__Given instruction__.
Quote the entries word for word, starting with the first line and ending with the line that holds "(1139, 541)", both lines included.
═════ Material for the task
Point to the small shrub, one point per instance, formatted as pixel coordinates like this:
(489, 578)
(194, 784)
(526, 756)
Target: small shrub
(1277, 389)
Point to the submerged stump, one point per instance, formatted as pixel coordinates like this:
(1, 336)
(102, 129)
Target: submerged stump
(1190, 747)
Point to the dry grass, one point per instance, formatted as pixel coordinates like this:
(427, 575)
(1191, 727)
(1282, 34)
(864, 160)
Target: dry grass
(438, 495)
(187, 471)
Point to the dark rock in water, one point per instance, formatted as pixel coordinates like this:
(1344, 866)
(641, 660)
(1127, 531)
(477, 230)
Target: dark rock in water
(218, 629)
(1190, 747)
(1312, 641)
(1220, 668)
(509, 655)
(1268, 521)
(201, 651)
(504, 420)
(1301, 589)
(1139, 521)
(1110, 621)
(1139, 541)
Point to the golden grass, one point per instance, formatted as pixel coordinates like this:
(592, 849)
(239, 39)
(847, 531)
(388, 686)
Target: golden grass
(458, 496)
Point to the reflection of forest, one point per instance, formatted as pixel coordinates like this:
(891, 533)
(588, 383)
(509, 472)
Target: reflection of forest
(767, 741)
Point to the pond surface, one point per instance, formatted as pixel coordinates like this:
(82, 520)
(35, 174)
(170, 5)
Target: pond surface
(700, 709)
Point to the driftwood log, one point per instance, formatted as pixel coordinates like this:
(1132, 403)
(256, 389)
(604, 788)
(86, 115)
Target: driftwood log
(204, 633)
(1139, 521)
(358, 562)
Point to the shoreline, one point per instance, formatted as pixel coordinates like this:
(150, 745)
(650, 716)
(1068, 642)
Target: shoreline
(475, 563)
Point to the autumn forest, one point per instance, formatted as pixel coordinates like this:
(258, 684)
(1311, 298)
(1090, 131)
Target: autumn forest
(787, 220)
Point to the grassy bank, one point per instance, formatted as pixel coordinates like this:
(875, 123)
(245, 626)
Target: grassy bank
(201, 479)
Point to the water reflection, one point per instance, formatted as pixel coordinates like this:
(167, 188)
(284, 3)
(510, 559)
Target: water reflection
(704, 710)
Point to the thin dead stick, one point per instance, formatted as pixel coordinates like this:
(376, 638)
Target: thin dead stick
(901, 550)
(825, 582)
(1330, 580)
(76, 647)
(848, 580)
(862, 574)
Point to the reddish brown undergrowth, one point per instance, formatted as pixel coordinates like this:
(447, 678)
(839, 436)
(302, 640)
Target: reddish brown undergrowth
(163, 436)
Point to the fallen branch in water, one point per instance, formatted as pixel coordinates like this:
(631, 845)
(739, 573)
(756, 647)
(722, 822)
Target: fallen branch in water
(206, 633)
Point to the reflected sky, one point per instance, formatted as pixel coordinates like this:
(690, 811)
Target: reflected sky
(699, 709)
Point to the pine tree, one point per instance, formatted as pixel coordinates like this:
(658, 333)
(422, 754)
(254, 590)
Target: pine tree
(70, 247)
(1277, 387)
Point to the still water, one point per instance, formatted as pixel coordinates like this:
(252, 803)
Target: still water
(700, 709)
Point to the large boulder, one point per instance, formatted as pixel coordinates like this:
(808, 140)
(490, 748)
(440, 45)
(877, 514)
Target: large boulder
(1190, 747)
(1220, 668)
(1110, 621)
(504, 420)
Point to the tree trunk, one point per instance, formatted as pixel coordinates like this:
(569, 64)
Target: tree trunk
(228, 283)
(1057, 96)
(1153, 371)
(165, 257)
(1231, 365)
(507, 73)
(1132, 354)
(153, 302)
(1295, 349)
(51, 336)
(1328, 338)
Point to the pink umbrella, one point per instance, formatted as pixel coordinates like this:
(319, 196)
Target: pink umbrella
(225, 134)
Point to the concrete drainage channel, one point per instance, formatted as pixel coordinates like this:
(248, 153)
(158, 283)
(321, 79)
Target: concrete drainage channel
══════════
__Exercise result__.
Point to the small shrub, one point per instance, formatted as pixel coordinates like this:
(489, 578)
(194, 784)
(526, 756)
Target: small shrub
(1277, 389)
Point to the submerged stump, one point per instance, formatted as pixel coordinates like this:
(1, 336)
(102, 129)
Target: submerged stump
(1190, 747)
Point to the dry grass, one point per instance, formatted as pixel coordinates like this:
(427, 575)
(1191, 727)
(1282, 34)
(864, 160)
Target: dry grass
(438, 495)
(187, 471)
Point to the dark rock in water, one point per instance, formatted as pixel coordinates like this:
(1344, 866)
(641, 660)
(1127, 531)
(477, 230)
Target: dark rock in water
(218, 629)
(1190, 747)
(1312, 641)
(1220, 668)
(509, 655)
(1268, 521)
(201, 651)
(504, 420)
(1301, 589)
(1139, 521)
(1110, 621)
(1139, 541)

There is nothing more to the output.